» THE EXERCISE
List every line in the data below that contains the string "metal". The match must respect case.

» EXTRACTED INFORMATION
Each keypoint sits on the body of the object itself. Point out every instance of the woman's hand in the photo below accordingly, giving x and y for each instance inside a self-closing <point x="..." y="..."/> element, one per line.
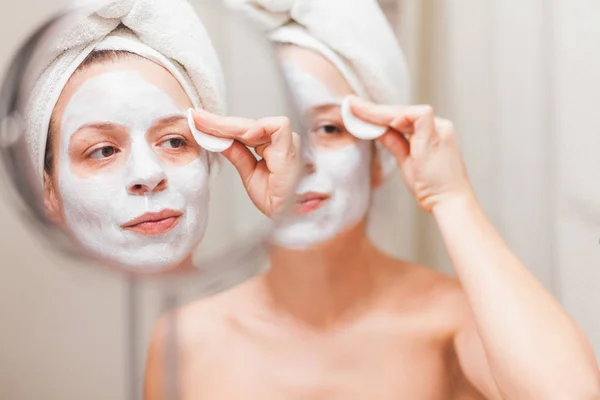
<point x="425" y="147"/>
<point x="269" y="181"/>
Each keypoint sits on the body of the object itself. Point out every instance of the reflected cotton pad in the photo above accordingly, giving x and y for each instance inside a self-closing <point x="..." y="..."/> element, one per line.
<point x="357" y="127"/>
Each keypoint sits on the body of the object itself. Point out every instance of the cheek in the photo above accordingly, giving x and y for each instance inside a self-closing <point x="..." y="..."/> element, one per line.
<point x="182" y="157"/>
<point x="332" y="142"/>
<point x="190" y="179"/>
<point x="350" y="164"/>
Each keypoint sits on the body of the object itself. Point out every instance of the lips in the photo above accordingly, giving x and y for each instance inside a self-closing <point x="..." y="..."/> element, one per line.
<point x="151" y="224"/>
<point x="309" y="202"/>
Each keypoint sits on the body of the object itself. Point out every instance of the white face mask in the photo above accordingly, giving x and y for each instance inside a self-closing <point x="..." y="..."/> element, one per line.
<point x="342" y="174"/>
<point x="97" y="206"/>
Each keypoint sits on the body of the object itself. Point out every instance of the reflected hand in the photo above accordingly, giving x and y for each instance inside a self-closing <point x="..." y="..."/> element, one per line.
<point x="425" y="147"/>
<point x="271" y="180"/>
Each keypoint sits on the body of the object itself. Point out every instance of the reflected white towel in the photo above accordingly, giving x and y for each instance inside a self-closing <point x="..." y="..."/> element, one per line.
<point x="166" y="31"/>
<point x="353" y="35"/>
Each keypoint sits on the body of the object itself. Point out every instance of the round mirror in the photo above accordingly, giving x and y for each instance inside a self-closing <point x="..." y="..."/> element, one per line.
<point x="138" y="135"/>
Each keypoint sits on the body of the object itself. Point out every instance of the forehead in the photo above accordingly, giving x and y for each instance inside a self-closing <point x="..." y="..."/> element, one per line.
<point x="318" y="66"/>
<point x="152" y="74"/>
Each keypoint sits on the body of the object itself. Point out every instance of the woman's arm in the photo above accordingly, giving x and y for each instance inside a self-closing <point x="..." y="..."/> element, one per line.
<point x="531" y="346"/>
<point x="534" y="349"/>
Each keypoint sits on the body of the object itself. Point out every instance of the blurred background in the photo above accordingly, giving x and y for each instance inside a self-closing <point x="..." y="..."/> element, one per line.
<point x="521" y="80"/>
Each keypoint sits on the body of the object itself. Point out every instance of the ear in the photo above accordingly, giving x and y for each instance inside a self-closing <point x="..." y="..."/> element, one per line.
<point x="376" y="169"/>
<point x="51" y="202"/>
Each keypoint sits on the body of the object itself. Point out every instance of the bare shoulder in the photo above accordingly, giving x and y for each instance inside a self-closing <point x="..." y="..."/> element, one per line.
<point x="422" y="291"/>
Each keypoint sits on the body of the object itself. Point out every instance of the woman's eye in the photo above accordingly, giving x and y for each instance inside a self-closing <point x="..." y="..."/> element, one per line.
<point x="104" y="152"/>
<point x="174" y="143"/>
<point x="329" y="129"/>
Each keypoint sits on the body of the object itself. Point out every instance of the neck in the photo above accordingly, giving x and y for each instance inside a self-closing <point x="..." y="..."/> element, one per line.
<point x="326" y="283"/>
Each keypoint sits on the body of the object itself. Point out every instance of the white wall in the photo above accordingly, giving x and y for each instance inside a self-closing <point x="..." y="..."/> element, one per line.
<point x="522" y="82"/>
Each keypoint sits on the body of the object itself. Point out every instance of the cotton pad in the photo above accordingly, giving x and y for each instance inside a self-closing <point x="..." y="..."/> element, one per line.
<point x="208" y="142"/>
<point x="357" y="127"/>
--
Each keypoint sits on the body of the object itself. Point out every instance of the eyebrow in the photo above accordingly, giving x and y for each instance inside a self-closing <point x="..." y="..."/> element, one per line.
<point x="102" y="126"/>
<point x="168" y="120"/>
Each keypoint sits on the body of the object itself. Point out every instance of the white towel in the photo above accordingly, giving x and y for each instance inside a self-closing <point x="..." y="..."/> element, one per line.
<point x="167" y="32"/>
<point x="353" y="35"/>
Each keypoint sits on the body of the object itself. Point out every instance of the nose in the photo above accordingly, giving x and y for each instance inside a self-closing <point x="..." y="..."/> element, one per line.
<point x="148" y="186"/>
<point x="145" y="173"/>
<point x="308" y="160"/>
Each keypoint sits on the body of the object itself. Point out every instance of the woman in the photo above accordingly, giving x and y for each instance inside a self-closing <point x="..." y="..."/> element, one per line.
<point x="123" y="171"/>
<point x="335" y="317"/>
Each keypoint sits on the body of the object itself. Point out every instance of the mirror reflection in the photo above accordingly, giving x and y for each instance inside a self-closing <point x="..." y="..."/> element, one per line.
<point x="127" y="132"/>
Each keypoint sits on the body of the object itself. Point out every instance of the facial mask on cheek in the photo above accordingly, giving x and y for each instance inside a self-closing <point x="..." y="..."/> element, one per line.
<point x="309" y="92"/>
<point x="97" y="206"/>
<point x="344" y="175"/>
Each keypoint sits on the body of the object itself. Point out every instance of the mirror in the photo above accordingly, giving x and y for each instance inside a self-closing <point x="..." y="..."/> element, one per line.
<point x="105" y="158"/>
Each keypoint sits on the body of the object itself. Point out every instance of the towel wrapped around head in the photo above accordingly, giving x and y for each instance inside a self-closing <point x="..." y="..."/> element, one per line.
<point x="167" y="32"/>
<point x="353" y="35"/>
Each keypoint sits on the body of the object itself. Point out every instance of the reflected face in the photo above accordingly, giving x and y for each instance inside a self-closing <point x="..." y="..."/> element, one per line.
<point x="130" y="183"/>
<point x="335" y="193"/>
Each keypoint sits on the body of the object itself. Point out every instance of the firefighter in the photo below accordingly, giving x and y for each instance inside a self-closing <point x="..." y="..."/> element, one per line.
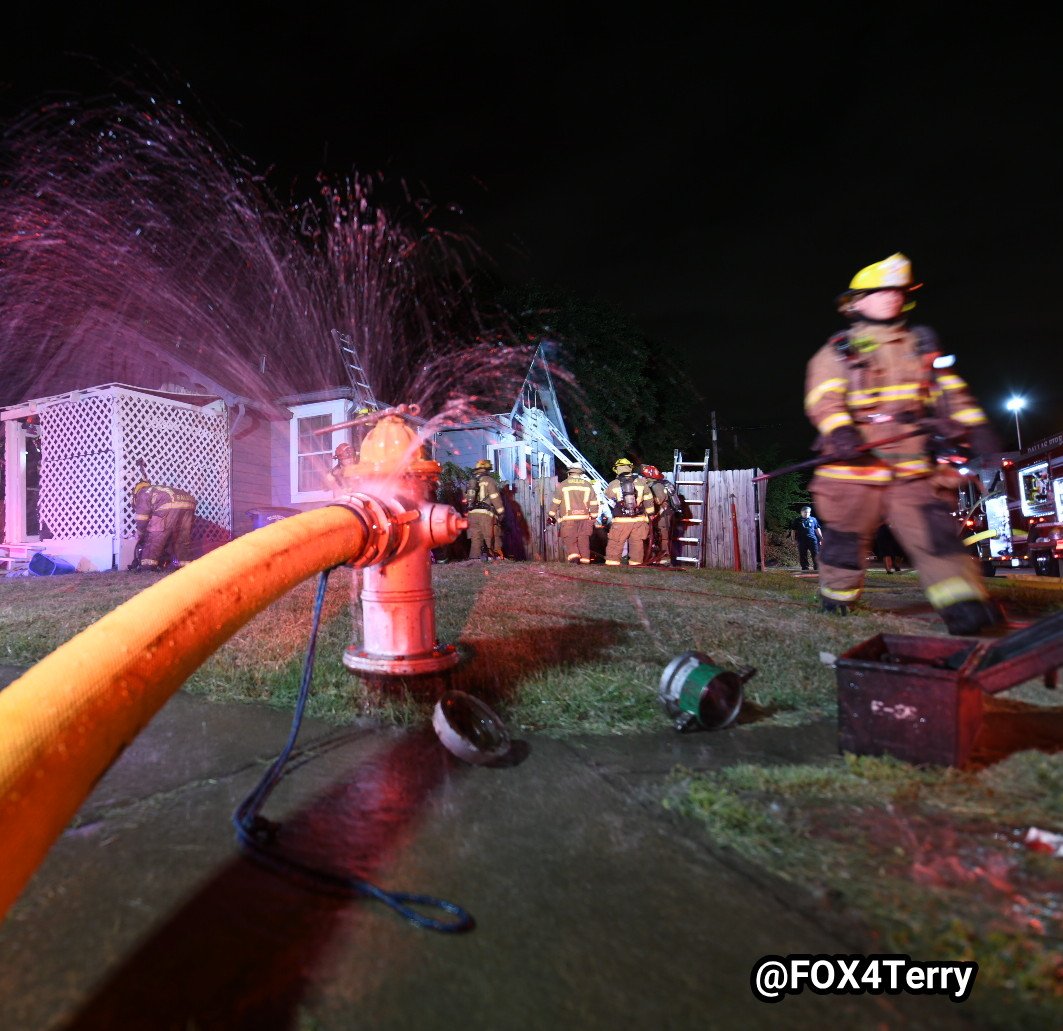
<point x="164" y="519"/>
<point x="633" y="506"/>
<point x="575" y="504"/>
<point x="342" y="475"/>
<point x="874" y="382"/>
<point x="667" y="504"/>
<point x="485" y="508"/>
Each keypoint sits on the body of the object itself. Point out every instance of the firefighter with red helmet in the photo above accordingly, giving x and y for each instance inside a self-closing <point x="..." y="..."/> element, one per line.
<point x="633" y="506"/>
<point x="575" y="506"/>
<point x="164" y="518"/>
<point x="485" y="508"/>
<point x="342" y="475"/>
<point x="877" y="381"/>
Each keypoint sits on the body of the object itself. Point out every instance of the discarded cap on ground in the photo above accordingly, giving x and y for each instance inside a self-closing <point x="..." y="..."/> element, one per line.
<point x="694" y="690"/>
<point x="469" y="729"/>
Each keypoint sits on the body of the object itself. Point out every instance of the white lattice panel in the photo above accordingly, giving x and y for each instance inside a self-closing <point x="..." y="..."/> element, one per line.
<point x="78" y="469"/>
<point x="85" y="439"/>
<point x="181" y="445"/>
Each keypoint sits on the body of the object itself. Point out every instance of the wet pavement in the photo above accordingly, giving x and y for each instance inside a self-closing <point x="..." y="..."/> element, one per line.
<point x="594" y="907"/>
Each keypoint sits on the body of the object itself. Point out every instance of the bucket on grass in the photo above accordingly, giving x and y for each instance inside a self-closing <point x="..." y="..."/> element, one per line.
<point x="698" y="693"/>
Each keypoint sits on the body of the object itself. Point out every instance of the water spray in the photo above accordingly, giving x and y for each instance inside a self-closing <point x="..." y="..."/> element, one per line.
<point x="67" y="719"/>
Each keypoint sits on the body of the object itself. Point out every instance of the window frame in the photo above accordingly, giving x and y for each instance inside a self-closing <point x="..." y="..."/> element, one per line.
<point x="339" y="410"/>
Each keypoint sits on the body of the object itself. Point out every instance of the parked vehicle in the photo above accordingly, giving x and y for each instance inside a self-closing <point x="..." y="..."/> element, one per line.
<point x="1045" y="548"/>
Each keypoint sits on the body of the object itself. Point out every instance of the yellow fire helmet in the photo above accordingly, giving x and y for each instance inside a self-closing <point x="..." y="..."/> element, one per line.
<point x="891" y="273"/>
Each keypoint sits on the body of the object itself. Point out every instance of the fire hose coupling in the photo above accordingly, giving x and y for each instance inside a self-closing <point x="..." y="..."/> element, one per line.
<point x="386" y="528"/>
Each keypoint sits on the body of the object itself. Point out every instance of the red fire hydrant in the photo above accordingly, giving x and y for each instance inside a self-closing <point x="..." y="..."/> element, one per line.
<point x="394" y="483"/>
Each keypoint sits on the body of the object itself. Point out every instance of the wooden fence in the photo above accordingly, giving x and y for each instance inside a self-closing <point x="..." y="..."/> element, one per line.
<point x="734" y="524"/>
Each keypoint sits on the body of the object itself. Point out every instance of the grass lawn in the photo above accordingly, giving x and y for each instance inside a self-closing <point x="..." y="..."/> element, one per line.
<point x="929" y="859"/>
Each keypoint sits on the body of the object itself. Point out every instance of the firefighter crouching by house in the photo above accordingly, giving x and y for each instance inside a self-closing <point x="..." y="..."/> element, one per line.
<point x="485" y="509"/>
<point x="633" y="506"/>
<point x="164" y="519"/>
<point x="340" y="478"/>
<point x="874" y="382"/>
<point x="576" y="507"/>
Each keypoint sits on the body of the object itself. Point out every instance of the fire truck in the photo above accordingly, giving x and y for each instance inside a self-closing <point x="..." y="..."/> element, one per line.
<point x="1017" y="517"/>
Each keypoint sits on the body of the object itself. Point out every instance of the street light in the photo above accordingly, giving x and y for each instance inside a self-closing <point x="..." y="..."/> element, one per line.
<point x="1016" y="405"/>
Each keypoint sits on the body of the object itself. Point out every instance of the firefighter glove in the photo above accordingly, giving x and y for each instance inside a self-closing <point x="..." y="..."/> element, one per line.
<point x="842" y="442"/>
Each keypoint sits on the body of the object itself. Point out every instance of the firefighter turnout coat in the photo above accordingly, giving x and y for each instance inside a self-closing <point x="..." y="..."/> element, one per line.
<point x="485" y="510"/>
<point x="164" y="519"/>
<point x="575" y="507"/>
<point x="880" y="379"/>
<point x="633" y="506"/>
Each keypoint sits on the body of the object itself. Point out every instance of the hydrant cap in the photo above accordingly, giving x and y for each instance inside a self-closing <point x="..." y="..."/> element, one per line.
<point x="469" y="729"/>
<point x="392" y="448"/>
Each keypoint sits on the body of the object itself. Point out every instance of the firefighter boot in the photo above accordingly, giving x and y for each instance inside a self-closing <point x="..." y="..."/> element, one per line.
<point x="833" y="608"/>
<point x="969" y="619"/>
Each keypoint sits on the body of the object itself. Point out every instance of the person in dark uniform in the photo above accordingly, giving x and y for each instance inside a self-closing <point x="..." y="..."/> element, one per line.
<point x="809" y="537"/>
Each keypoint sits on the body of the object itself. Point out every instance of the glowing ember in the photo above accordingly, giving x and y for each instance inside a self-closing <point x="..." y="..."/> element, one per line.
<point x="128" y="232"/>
* * *
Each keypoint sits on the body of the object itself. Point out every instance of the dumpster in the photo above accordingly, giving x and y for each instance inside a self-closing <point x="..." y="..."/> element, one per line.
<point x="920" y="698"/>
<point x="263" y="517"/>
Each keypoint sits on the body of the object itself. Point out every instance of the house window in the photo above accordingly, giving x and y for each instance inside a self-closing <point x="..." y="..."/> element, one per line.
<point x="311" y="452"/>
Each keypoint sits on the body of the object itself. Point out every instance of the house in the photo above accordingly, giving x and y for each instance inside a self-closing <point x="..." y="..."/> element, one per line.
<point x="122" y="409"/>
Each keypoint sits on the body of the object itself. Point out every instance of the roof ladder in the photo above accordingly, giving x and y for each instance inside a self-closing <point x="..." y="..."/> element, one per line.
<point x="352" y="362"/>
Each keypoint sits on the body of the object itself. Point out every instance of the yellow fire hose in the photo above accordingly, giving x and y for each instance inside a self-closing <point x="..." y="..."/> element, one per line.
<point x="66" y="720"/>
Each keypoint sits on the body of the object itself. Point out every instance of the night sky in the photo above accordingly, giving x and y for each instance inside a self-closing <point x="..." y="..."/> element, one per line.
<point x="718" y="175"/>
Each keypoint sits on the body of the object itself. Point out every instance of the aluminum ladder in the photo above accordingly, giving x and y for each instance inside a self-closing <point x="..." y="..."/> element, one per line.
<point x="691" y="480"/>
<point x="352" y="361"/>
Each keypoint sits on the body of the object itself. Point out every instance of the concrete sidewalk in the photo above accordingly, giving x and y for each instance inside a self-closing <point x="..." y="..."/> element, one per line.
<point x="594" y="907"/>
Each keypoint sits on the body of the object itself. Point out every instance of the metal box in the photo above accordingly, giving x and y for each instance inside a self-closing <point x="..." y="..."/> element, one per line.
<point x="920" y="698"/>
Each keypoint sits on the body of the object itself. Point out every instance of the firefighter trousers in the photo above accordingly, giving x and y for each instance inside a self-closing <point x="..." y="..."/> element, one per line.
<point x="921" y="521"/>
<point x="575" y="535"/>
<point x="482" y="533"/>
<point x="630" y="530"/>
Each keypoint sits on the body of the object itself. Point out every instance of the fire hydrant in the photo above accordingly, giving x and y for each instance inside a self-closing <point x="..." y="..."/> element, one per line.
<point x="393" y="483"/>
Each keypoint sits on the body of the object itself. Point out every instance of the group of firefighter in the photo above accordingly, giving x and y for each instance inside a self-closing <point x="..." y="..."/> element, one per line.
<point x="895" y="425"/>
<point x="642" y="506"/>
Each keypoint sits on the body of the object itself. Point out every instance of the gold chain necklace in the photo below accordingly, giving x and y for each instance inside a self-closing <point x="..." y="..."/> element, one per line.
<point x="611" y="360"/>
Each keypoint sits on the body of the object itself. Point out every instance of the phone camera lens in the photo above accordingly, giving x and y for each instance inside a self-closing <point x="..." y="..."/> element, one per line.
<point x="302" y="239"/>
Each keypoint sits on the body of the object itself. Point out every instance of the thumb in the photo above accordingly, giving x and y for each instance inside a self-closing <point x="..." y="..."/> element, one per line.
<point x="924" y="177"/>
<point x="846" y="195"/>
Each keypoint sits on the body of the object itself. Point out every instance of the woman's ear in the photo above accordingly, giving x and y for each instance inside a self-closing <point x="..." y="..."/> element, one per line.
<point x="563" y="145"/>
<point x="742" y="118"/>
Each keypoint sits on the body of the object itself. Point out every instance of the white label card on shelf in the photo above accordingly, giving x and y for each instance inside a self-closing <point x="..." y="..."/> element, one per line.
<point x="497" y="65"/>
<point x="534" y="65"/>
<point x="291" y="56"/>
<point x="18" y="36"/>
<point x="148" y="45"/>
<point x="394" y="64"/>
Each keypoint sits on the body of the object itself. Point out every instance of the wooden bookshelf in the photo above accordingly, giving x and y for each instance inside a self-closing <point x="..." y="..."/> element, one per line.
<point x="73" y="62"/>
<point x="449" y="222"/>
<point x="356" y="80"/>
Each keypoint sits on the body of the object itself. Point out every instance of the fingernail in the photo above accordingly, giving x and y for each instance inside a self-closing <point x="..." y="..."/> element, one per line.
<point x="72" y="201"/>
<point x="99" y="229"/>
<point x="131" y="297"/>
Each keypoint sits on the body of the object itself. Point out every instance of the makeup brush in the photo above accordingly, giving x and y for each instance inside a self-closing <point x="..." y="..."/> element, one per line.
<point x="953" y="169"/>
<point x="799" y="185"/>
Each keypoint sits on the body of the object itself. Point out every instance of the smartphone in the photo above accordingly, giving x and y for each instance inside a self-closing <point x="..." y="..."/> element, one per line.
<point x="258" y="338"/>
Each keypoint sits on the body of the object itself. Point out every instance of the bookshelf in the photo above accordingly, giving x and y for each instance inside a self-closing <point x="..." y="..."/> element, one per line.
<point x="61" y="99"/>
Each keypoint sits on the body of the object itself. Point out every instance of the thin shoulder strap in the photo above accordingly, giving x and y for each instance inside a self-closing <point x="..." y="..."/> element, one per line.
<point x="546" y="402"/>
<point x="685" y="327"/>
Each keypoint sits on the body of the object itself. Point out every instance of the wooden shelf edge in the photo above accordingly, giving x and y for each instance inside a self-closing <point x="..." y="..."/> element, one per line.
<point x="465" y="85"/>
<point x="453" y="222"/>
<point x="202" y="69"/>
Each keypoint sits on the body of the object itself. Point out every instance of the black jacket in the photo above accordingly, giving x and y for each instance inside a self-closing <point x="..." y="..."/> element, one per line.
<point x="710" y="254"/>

» WRITTEN RESPONSE
Each keypoint sits on the body of the object itself. Point out every instance of the metal box in the photo above accordingly, giving x and y for each instance inside a self-closing <point x="..." y="..."/> element, one per line.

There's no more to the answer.